### WHAT YOU NEED TO DO
Count the lines below that contain the string "photo", and reply with only that number.

### Shape labeling records
>> start
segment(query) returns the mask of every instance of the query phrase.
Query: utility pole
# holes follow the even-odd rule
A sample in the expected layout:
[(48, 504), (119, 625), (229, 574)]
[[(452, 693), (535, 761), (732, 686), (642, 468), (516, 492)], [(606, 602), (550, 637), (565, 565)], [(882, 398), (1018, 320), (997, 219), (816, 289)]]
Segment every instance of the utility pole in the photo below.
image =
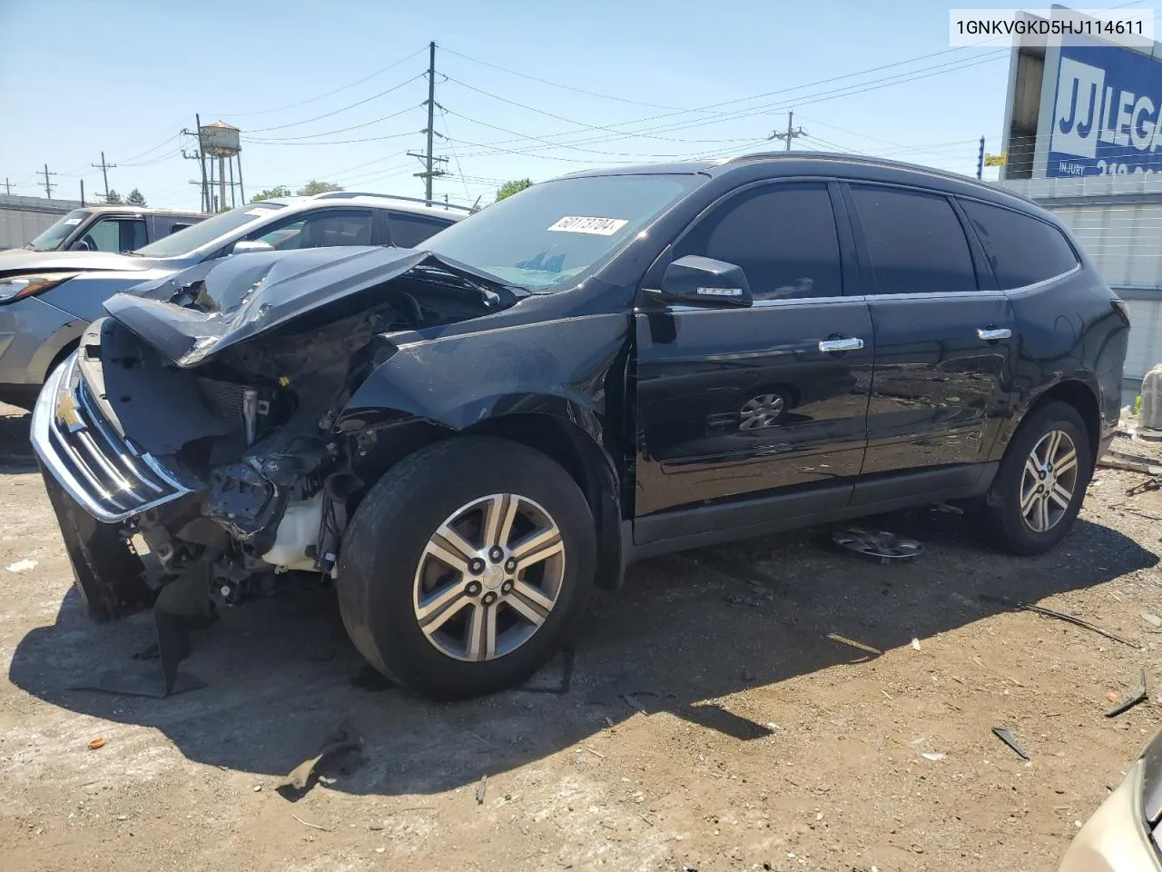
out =
[(51, 200), (52, 199), (52, 188), (55, 188), (57, 186), (57, 183), (50, 181), (49, 177), (50, 176), (56, 176), (56, 173), (55, 172), (49, 172), (49, 165), (45, 164), (44, 165), (44, 171), (42, 172), (41, 170), (37, 170), (36, 174), (44, 177), (44, 194), (45, 194), (45, 196), (48, 196)]
[(100, 169), (100, 171), (101, 171), (101, 178), (105, 179), (105, 201), (108, 202), (109, 201), (109, 170), (113, 170), (114, 167), (116, 167), (116, 164), (107, 164), (107, 163), (105, 163), (105, 152), (102, 151), (101, 152), (101, 163), (99, 163), (99, 164), (89, 164), (89, 166), (92, 166), (94, 170)]
[(436, 43), (428, 43), (428, 150), (423, 155), (409, 151), (410, 157), (417, 157), (424, 162), (424, 171), (415, 173), (417, 178), (424, 180), (424, 199), (428, 205), (432, 205), (432, 179), (444, 176), (443, 170), (433, 169), (437, 163), (447, 163), (446, 157), (432, 156), (432, 135), (436, 133)]
[(795, 140), (795, 138), (797, 138), (799, 136), (804, 136), (806, 134), (806, 130), (804, 130), (802, 127), (796, 127), (796, 128), (791, 127), (791, 123), (794, 122), (794, 120), (795, 120), (795, 113), (794, 112), (788, 112), (787, 113), (787, 133), (784, 133), (784, 134), (772, 134), (770, 137), (769, 137), (772, 140), (782, 140), (782, 141), (784, 141), (787, 143), (787, 149), (786, 149), (787, 151), (791, 150), (791, 140)]
[(187, 130), (186, 128), (182, 128), (181, 134), (182, 136), (198, 137), (198, 152), (194, 155), (187, 155), (186, 150), (182, 149), (181, 156), (187, 160), (196, 160), (198, 165), (201, 167), (202, 180), (200, 184), (202, 186), (202, 212), (213, 212), (214, 209), (210, 208), (210, 199), (211, 199), (210, 186), (209, 181), (207, 181), (206, 179), (206, 149), (202, 146), (202, 119), (196, 113), (194, 114), (194, 123), (196, 124), (196, 128), (194, 130)]

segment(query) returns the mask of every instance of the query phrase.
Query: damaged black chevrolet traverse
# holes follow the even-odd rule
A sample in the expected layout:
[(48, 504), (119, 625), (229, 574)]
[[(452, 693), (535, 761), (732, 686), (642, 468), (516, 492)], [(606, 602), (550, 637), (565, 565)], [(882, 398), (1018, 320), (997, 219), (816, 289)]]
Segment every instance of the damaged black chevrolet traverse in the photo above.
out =
[(33, 420), (94, 617), (313, 573), (383, 674), (488, 693), (645, 556), (934, 501), (1045, 551), (1118, 420), (1124, 303), (1056, 219), (961, 177), (583, 172), (424, 245), (107, 302)]

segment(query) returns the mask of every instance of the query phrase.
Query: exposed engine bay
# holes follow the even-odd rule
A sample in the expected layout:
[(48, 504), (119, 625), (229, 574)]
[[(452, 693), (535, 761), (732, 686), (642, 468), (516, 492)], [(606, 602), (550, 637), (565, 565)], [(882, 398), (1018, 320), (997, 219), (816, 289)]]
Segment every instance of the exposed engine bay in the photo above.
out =
[(121, 530), (144, 538), (163, 585), (193, 574), (234, 605), (288, 571), (331, 576), (371, 484), (357, 460), (373, 436), (336, 429), (352, 393), (400, 336), (518, 299), (422, 252), (366, 252), (386, 260), (370, 265), (358, 253), (179, 273), (145, 299), (115, 298), (113, 317), (83, 337), (77, 369), (94, 412), (188, 489)]

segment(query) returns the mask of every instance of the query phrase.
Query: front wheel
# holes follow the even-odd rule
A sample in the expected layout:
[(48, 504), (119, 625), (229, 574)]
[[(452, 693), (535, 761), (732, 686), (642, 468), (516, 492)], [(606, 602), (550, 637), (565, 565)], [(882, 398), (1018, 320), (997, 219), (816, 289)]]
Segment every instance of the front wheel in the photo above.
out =
[(1039, 555), (1069, 533), (1093, 470), (1085, 423), (1073, 406), (1049, 402), (1021, 424), (981, 510), (990, 544)]
[(518, 684), (583, 612), (596, 553), (588, 503), (538, 451), (439, 442), (368, 492), (344, 535), (339, 609), (380, 672), (428, 696)]

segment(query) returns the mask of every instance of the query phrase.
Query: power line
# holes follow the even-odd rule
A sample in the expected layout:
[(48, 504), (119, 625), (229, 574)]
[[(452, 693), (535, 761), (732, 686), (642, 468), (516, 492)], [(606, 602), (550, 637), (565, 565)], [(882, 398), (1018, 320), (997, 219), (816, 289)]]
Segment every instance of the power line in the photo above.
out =
[(629, 98), (625, 97), (614, 97), (612, 94), (602, 94), (596, 91), (586, 91), (584, 88), (573, 87), (572, 85), (562, 85), (559, 81), (550, 81), (548, 79), (541, 79), (537, 76), (529, 76), (528, 73), (517, 72), (516, 70), (509, 70), (507, 66), (500, 66), (498, 64), (492, 64), (487, 60), (481, 60), (480, 58), (469, 57), (468, 55), (464, 55), (459, 51), (453, 51), (452, 49), (444, 48), (443, 45), (440, 48), (443, 48), (444, 51), (446, 51), (449, 55), (456, 55), (457, 57), (461, 57), (465, 60), (471, 60), (474, 64), (480, 64), (481, 66), (490, 66), (494, 70), (507, 72), (510, 76), (519, 76), (522, 79), (529, 79), (530, 81), (539, 81), (541, 85), (550, 85), (551, 87), (561, 88), (562, 91), (572, 91), (575, 94), (588, 94), (589, 97), (600, 97), (603, 100), (616, 100), (619, 103), (630, 103), (632, 106), (645, 106), (646, 108), (650, 109), (676, 109), (679, 112), (689, 112), (688, 109), (677, 109), (676, 106), (661, 106), (659, 103), (646, 103), (641, 102), (640, 100), (630, 100)]
[[(428, 47), (425, 45), (424, 48), (428, 48)], [(395, 69), (400, 64), (403, 64), (403, 63), (410, 60), (411, 58), (414, 58), (416, 55), (419, 55), (424, 50), (424, 48), (416, 49), (415, 51), (413, 51), (407, 57), (402, 57), (399, 60), (395, 60), (395, 62), (388, 64), (387, 66), (383, 66), (383, 67), (376, 70), (375, 72), (370, 73), (368, 76), (363, 77), (361, 79), (352, 81), (352, 83), (350, 83), (347, 85), (340, 85), (339, 87), (335, 88), (333, 91), (328, 91), (325, 94), (320, 94), (318, 97), (311, 97), (311, 98), (309, 98), (307, 100), (301, 100), (301, 101), (296, 102), (296, 103), (288, 103), (287, 106), (279, 106), (278, 108), (274, 108), (274, 109), (254, 109), (253, 112), (218, 112), (218, 113), (214, 113), (214, 114), (216, 114), (216, 115), (223, 115), (225, 117), (239, 119), (239, 117), (248, 117), (250, 115), (268, 115), (272, 112), (284, 112), (286, 109), (294, 109), (294, 108), (297, 108), (300, 106), (306, 106), (307, 103), (317, 102), (320, 100), (323, 100), (324, 98), (331, 97), (332, 94), (337, 94), (340, 91), (346, 91), (349, 88), (353, 88), (356, 85), (363, 85), (365, 81), (370, 81), (371, 79), (374, 79), (376, 76), (379, 76), (381, 73), (386, 73), (388, 70)]]
[[(581, 122), (581, 121), (574, 121), (573, 119), (567, 119), (564, 115), (558, 115), (558, 114), (552, 113), (552, 112), (546, 112), (545, 109), (538, 109), (536, 106), (529, 106), (528, 103), (517, 102), (516, 100), (509, 100), (508, 98), (501, 97), (500, 94), (494, 94), (490, 91), (485, 91), (482, 88), (478, 88), (478, 87), (475, 87), (473, 85), (469, 85), (466, 81), (460, 81), (459, 79), (453, 78), (452, 76), (445, 76), (445, 78), (449, 81), (456, 83), (460, 87), (468, 88), (468, 91), (475, 91), (478, 94), (483, 94), (485, 97), (490, 97), (493, 100), (498, 100), (500, 102), (508, 103), (509, 106), (517, 106), (517, 107), (519, 107), (522, 109), (528, 109), (529, 112), (535, 112), (538, 115), (545, 115), (545, 116), (551, 117), (551, 119), (557, 119), (558, 121), (564, 121), (564, 122), (566, 122), (568, 124), (575, 124), (576, 127), (580, 127), (580, 128), (586, 129), (586, 130), (601, 130), (601, 131), (605, 131), (605, 133), (618, 134), (618, 135), (622, 135), (622, 136), (624, 136), (624, 134), (625, 134), (624, 130), (618, 130), (616, 127), (602, 127), (601, 124), (587, 124), (587, 123)], [(632, 123), (632, 122), (625, 122), (625, 123)], [(548, 136), (566, 136), (566, 135), (568, 135), (568, 134), (548, 134)], [(675, 140), (672, 136), (654, 136), (653, 134), (636, 134), (636, 135), (640, 136), (641, 138), (645, 138), (645, 140), (664, 140), (666, 142), (727, 142), (726, 140)], [(730, 142), (743, 142), (744, 138), (745, 137), (737, 137), (736, 140), (730, 140)]]
[(37, 170), (36, 174), (44, 177), (44, 195), (51, 200), (52, 199), (52, 188), (55, 188), (57, 186), (57, 184), (55, 181), (50, 181), (49, 177), (56, 176), (56, 173), (55, 172), (49, 172), (49, 165), (45, 164), (44, 165), (44, 171), (42, 172), (42, 171)]
[(421, 103), (416, 103), (415, 106), (408, 106), (407, 108), (400, 109), (399, 112), (393, 112), (390, 115), (385, 115), (383, 117), (375, 119), (374, 121), (365, 121), (361, 124), (352, 124), (351, 127), (340, 127), (340, 128), (338, 128), (336, 130), (325, 130), (325, 131), (320, 133), (320, 134), (302, 134), (301, 136), (272, 136), (272, 137), (261, 138), (261, 140), (252, 140), (250, 137), (246, 137), (246, 141), (248, 142), (263, 142), (263, 143), (272, 144), (272, 143), (278, 143), (278, 142), (290, 142), (292, 140), (311, 140), (311, 138), (315, 138), (316, 136), (333, 136), (335, 134), (345, 134), (349, 130), (359, 130), (360, 128), (364, 128), (364, 127), (371, 127), (372, 124), (378, 124), (381, 121), (388, 121), (389, 119), (394, 119), (397, 115), (402, 115), (406, 112), (411, 112), (413, 109), (418, 109), (421, 106), (423, 106), (422, 102)]
[(109, 201), (109, 170), (114, 169), (116, 164), (107, 163), (105, 159), (105, 152), (101, 152), (101, 163), (89, 164), (89, 166), (101, 170), (101, 178), (105, 180), (105, 201)]
[(399, 91), (404, 85), (410, 85), (416, 79), (422, 79), (422, 78), (424, 78), (424, 73), (419, 73), (418, 76), (413, 76), (410, 79), (406, 79), (401, 81), (399, 85), (393, 85), (386, 91), (380, 91), (378, 94), (372, 94), (371, 97), (366, 97), (363, 100), (357, 100), (356, 102), (350, 103), (347, 106), (340, 106), (338, 109), (333, 109), (331, 112), (324, 112), (322, 115), (315, 115), (314, 117), (303, 119), (302, 121), (292, 121), (287, 124), (275, 124), (274, 127), (259, 127), (251, 130), (250, 133), (261, 134), (268, 130), (285, 130), (288, 127), (300, 127), (301, 124), (309, 124), (311, 121), (321, 121), (322, 119), (329, 119), (331, 117), (331, 115), (338, 115), (340, 112), (346, 112), (347, 109), (353, 109), (357, 106), (363, 106), (364, 103), (371, 102), (372, 100), (378, 100), (379, 98), (390, 94), (393, 91)]

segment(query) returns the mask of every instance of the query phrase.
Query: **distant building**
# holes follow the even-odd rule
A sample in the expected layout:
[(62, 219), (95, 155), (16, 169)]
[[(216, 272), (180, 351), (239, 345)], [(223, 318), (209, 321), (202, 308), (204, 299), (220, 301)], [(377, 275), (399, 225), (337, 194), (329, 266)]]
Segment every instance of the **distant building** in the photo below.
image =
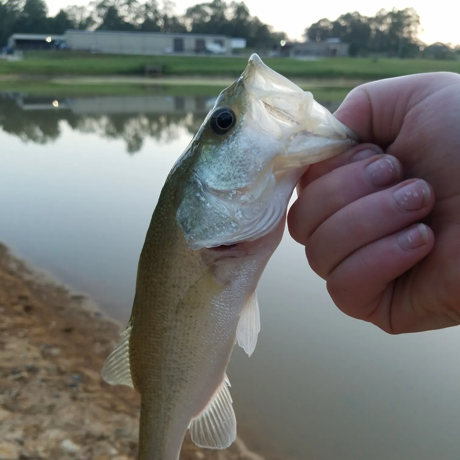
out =
[(304, 41), (286, 43), (280, 49), (282, 56), (293, 58), (346, 57), (348, 55), (348, 43), (340, 39), (331, 38), (324, 41)]
[(62, 35), (13, 34), (8, 39), (8, 46), (16, 50), (55, 50), (63, 42)]
[(63, 35), (14, 34), (8, 45), (17, 49), (73, 50), (116, 54), (210, 54), (228, 55), (246, 40), (225, 35), (109, 30), (67, 30)]

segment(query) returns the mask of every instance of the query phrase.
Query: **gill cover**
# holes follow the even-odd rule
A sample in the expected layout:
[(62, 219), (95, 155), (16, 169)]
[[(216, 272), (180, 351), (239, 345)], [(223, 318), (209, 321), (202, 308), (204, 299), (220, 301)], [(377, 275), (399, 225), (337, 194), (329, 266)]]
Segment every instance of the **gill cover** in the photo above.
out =
[[(236, 119), (219, 138), (213, 123), (223, 111)], [(269, 233), (308, 165), (357, 141), (311, 93), (253, 54), (192, 141), (196, 158), (177, 214), (189, 246), (197, 250)]]

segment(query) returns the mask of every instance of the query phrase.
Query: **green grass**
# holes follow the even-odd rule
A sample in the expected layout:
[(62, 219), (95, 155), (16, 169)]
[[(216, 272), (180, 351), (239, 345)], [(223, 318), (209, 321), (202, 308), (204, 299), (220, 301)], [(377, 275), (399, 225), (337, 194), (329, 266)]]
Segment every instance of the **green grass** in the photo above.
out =
[[(162, 63), (165, 75), (236, 77), (247, 58), (192, 56), (133, 56), (66, 52), (27, 53), (22, 61), (0, 60), (0, 74), (40, 75), (141, 75), (145, 64)], [(269, 58), (264, 61), (287, 77), (348, 78), (368, 80), (427, 72), (460, 73), (460, 61), (330, 58), (301, 61)]]
[[(130, 84), (68, 84), (46, 81), (0, 81), (0, 92), (18, 92), (31, 94), (60, 97), (91, 96), (217, 96), (224, 88), (218, 86), (175, 85), (152, 86)], [(317, 87), (312, 89), (317, 100), (341, 101), (351, 87)]]
[(0, 92), (29, 93), (59, 96), (143, 96), (161, 94), (171, 96), (217, 95), (218, 87), (174, 85), (153, 86), (129, 84), (61, 85), (46, 81), (0, 81)]

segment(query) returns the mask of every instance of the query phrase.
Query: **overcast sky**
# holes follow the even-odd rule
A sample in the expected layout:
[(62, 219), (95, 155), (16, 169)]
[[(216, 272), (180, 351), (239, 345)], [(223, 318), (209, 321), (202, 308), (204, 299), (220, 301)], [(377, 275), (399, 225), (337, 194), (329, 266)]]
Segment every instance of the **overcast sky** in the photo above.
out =
[[(203, 0), (176, 0), (176, 12)], [(206, 1), (206, 0), (205, 0)], [(207, 0), (209, 1), (209, 0)], [(414, 8), (420, 16), (423, 29), (420, 38), (430, 44), (435, 41), (460, 44), (460, 2), (458, 0), (245, 0), (251, 14), (273, 25), (277, 30), (287, 32), (291, 39), (300, 38), (306, 27), (322, 17), (335, 19), (343, 13), (359, 11), (373, 16), (381, 8), (393, 6)], [(68, 5), (86, 5), (86, 0), (47, 0), (50, 13), (54, 14)]]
>> end
### RESPONSE TO THIS TASK
9